• **Directions**: Copy out each line of the material word for word.

>> Start Task inputs

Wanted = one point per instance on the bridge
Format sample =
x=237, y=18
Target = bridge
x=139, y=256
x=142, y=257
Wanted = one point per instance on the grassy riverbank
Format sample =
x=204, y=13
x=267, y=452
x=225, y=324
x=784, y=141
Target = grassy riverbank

>> End Task inputs

• **The output**:
Wanted = one point per instance on the bridge
Format sample =
x=237, y=18
Target = bridge
x=139, y=256
x=142, y=257
Wanted = one point per instance on the grassy riverbank
Format sample =
x=204, y=13
x=267, y=452
x=225, y=324
x=784, y=141
Target = grassy riverbank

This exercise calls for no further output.